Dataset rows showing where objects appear
··········
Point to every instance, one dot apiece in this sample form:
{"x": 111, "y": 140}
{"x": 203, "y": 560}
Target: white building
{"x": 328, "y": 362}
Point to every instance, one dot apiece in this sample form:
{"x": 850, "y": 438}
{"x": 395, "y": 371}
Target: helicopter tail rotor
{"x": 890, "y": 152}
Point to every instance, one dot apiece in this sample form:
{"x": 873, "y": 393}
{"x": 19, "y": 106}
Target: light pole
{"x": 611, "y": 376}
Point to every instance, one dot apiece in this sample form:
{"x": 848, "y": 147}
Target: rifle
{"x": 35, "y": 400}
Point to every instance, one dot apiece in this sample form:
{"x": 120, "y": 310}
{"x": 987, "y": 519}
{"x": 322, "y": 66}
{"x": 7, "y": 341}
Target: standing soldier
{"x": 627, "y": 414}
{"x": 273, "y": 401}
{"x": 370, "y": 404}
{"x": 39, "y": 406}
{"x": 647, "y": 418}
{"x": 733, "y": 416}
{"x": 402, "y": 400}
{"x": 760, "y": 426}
··········
_Written exercise_.
Copy these lines out word for word.

_Task result_.
Point to every instance, one dot apiece in this sample form:
{"x": 111, "y": 140}
{"x": 203, "y": 560}
Target: white building
{"x": 328, "y": 362}
Point to every instance, one dot apiece in this sample form:
{"x": 850, "y": 438}
{"x": 395, "y": 371}
Target: helicopter tail rotor
{"x": 890, "y": 152}
Point to every instance, one dot apiece in this sample form:
{"x": 873, "y": 393}
{"x": 19, "y": 106}
Target: light pole
{"x": 611, "y": 376}
Point to every instance, one dot apiece in this sample form:
{"x": 848, "y": 147}
Target: rifle
{"x": 35, "y": 400}
Point to every instance, one dot apiece in this sample form:
{"x": 120, "y": 310}
{"x": 987, "y": 519}
{"x": 322, "y": 66}
{"x": 7, "y": 341}
Target: standing soldier
{"x": 627, "y": 414}
{"x": 273, "y": 401}
{"x": 370, "y": 404}
{"x": 39, "y": 406}
{"x": 647, "y": 418}
{"x": 733, "y": 416}
{"x": 402, "y": 400}
{"x": 760, "y": 426}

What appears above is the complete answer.